Work to be completed:
Write out the whole of the material exactly.

Data:
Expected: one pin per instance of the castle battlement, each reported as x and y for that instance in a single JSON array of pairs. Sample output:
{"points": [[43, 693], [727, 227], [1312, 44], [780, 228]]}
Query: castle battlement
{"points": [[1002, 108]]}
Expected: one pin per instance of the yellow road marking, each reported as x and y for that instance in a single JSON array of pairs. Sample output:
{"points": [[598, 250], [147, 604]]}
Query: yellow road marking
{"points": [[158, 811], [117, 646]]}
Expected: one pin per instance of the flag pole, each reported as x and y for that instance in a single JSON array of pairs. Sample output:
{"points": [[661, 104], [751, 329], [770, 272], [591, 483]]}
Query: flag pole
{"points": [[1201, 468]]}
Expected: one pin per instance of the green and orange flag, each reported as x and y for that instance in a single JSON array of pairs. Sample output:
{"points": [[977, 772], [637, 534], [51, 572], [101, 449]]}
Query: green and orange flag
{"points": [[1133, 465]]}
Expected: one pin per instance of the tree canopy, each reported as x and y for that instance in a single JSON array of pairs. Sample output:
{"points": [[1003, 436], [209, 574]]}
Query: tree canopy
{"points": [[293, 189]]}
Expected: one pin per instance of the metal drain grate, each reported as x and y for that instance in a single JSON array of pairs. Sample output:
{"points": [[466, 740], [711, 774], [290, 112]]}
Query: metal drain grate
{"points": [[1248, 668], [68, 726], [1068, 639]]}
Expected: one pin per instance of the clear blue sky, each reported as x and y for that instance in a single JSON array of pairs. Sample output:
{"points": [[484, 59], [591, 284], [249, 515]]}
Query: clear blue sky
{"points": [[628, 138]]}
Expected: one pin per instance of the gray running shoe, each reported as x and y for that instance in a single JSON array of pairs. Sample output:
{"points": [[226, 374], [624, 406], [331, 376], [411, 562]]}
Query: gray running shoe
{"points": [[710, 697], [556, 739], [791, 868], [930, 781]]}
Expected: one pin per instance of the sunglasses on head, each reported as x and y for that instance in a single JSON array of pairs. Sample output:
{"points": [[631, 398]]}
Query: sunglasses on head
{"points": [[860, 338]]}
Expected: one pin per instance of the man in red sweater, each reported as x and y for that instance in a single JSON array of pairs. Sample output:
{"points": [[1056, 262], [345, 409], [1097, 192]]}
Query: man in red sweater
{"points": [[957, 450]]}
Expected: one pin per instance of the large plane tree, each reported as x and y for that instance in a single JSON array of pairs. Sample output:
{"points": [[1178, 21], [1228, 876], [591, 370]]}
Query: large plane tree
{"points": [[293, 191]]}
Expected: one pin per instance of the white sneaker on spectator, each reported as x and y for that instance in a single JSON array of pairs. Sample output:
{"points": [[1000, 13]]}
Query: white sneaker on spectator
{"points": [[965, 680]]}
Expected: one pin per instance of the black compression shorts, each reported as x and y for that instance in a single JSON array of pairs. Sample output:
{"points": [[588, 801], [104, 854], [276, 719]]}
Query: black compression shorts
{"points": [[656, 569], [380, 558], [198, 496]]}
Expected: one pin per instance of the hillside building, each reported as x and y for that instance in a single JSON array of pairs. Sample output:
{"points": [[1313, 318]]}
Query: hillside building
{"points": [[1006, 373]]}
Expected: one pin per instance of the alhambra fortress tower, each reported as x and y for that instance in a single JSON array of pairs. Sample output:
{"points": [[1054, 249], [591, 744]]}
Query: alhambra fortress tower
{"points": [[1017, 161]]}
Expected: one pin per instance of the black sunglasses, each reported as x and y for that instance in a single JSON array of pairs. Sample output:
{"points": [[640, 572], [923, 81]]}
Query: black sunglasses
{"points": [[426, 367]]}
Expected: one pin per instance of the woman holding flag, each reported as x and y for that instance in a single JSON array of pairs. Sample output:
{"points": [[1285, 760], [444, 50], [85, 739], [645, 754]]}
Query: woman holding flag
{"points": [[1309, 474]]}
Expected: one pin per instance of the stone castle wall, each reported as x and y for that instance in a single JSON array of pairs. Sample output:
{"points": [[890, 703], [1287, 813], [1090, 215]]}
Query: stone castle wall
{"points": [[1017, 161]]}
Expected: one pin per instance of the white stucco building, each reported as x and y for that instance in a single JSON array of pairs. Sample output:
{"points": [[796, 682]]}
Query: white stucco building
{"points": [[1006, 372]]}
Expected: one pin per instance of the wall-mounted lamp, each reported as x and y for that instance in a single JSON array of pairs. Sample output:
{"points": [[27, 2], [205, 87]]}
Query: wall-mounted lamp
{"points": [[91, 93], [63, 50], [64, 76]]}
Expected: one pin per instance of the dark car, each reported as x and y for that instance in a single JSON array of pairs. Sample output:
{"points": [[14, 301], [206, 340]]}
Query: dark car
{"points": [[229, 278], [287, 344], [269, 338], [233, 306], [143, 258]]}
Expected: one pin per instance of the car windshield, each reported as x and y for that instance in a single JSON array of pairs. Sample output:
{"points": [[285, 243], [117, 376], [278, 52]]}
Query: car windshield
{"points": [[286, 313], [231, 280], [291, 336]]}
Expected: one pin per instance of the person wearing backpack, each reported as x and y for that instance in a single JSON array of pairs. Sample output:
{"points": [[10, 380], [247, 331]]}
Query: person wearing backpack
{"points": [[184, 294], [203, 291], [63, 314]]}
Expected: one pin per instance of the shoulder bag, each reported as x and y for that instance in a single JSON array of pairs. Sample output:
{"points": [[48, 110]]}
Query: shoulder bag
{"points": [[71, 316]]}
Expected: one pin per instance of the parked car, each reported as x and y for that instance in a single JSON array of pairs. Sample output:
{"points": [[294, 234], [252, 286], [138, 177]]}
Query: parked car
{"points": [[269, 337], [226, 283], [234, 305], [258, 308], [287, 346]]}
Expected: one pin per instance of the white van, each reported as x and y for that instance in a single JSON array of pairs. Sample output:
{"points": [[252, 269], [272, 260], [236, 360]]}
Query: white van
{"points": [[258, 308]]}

Expected answer:
Expected: one pin per instance of the castle battlement, each reported as x and y for that instance in a single JSON array of pairs. Sample output:
{"points": [[43, 693], [727, 227], [1312, 44], [780, 228]]}
Query: castle battlement
{"points": [[1002, 108]]}
Expected: one pin per instance of the yellow road marking, each reported as x and y for that instance in a single JSON array of pairs. Sample output:
{"points": [[598, 250], [147, 604]]}
Query: yellow road marking
{"points": [[158, 811], [117, 646]]}
Expected: one pin per instance of the flag pole, each reported as x and y for that instance in a single JSON array of pairs. Sample output:
{"points": [[661, 104], [751, 329], [770, 272], [591, 483]]}
Query: flag pole
{"points": [[1201, 468]]}
Expected: one pin per instance of the green and orange flag, each reported as x and y for that instance in a single JSON array of pairs. Sample output:
{"points": [[977, 772], [637, 534], [51, 572], [101, 449]]}
Query: green and orange flag
{"points": [[1133, 465]]}
Expected: one pin per instance of the tree canopy, each reported as x and y for that instance in a single JSON array of pairs. Sample output:
{"points": [[1003, 436], [209, 574]]}
Query: tree canopy
{"points": [[293, 189]]}
Expected: one pin per instance of the metal drain grate, each reported as x and y for that instance in a single JSON array of pairs. Sample output:
{"points": [[466, 740], [711, 774], [290, 112]]}
Query: metal drain grate
{"points": [[1248, 668], [68, 726], [1068, 639]]}
Expected: one pin per instance of the clear blue sky, each reported as x and y for that instance in a single JSON array of pairs. Sample output:
{"points": [[484, 59], [591, 284], [249, 515]]}
Query: clear blue sky
{"points": [[628, 138]]}
Expected: one pin per instance of the gray running shoe, each reported as x and y for that instance in a single JSON array of pairs. Sample output:
{"points": [[226, 374], [624, 406], [331, 376], [411, 562]]}
Query: gray running shoe
{"points": [[710, 697], [556, 739], [791, 868], [930, 781]]}
Expected: one pin per instance of the sunglasses on head, each reported as x and y for that instance in a single JSON array of pairs. Sample output:
{"points": [[631, 398]]}
Query: sunglasses on head
{"points": [[860, 338]]}
Expected: one pin per instance of the man in red sweater, each reported as x and y for that instance in a single JSON array of pairs. Sample output:
{"points": [[1056, 262], [345, 409], [1097, 192]]}
Query: man in red sweater
{"points": [[957, 450]]}
Expected: one pin per instance of the large plane tree, each reported as x and y for that instance in a single JSON array of pairs. Sample output:
{"points": [[1178, 21], [1228, 876], [591, 370]]}
Query: large plane tree
{"points": [[293, 191]]}
Expected: one pin per instance of the white sneaker on spectator, each reported as x and y for that instance in a single JSON array of pairs. Sample output:
{"points": [[1000, 13]]}
Query: white sneaker on spectator
{"points": [[965, 680]]}
Expected: one pin per instance of the black compression shorts, each reported as x and y for that instance in a single JSON array of pairs. Sample output:
{"points": [[588, 801], [104, 854], [276, 719]]}
Query: black compression shorts
{"points": [[656, 569], [380, 558], [198, 496]]}
Expected: one pin per instance of the hillside building, each reported as x and y for that instance in a single JSON array of pairs. Sample output:
{"points": [[1313, 318]]}
Query: hillside building
{"points": [[1006, 373]]}
Expected: one pin per instance of the alhambra fortress tower, each reported as x and y for that instance in a single JSON array of pairs. Sample output:
{"points": [[1054, 249], [591, 744]]}
Query: alhambra fortress tower
{"points": [[1017, 161]]}
Expected: one pin per instance of the black sunglasses, each reported as x and y for that instance in a single JSON array of pairs. Sample output:
{"points": [[640, 572], [923, 81]]}
Query: black sunglasses
{"points": [[426, 367]]}
Expected: one pin per instance of the woman holding flag, each reported as x and y for that instance in a single JSON array of pairs. Sample output:
{"points": [[1285, 760], [444, 50], [85, 739], [645, 754]]}
Query: woman holding flag
{"points": [[1309, 474]]}
Expected: one pin per instance of the stone castle wall, each reported as x and y for that instance in a single JSON array of pairs. Sample output:
{"points": [[890, 703], [1287, 813], [1090, 215]]}
Query: stone castle wall
{"points": [[1017, 161]]}
Expected: one pin per instance of the white stucco building, each reported as x and y for that instance in a single JSON array of pairs. Sample output:
{"points": [[796, 682]]}
Query: white stucco building
{"points": [[1006, 372]]}
Expected: one pin per instance of the wall-mounted lamp, each reported as x and y for that instance in a single JSON array of pairs. Sample output:
{"points": [[27, 2], [205, 87]]}
Query: wall-mounted lamp
{"points": [[91, 93], [63, 50], [64, 76]]}
Expected: one pin per instance of the dark car, each reported as x and y for that instance in a single JSON array of pairs. Sample output:
{"points": [[14, 301], [206, 340]]}
Query: dark car
{"points": [[229, 278], [287, 344], [269, 338], [233, 306], [143, 258]]}
Expected: one pin per instance of the car windshield, each reported as x and y for that instance in a single JSON array of pairs. Sample output:
{"points": [[285, 243], [117, 376], [278, 52]]}
Query: car windshield
{"points": [[286, 313], [231, 280], [291, 336]]}
Expected: one pin per instance of the person wearing backpack, each reported as x and y for that instance in a single JSON array of pairs. Sample output:
{"points": [[10, 380], [247, 331]]}
Query: person wearing backpack
{"points": [[184, 294], [203, 291], [63, 314]]}
Expected: one pin per instance of the shoulder bag, each reported as x and y for that instance in a single JSON array of pairs. Sample output:
{"points": [[48, 110]]}
Query: shoulder bag
{"points": [[71, 316]]}
Expected: one pin per instance of the parked car, each reported as x and y for that instance in a single JSON array of pairs. Sample output:
{"points": [[294, 234], [252, 286], [138, 177]]}
Query: parked car
{"points": [[269, 337], [226, 283], [234, 305], [258, 308], [287, 346]]}
Expected: one pin per instance of the white van, each reported as x and y for that instance in a single JSON array of pairs. Sample output:
{"points": [[252, 269], [272, 260], [236, 360]]}
Query: white van
{"points": [[258, 308]]}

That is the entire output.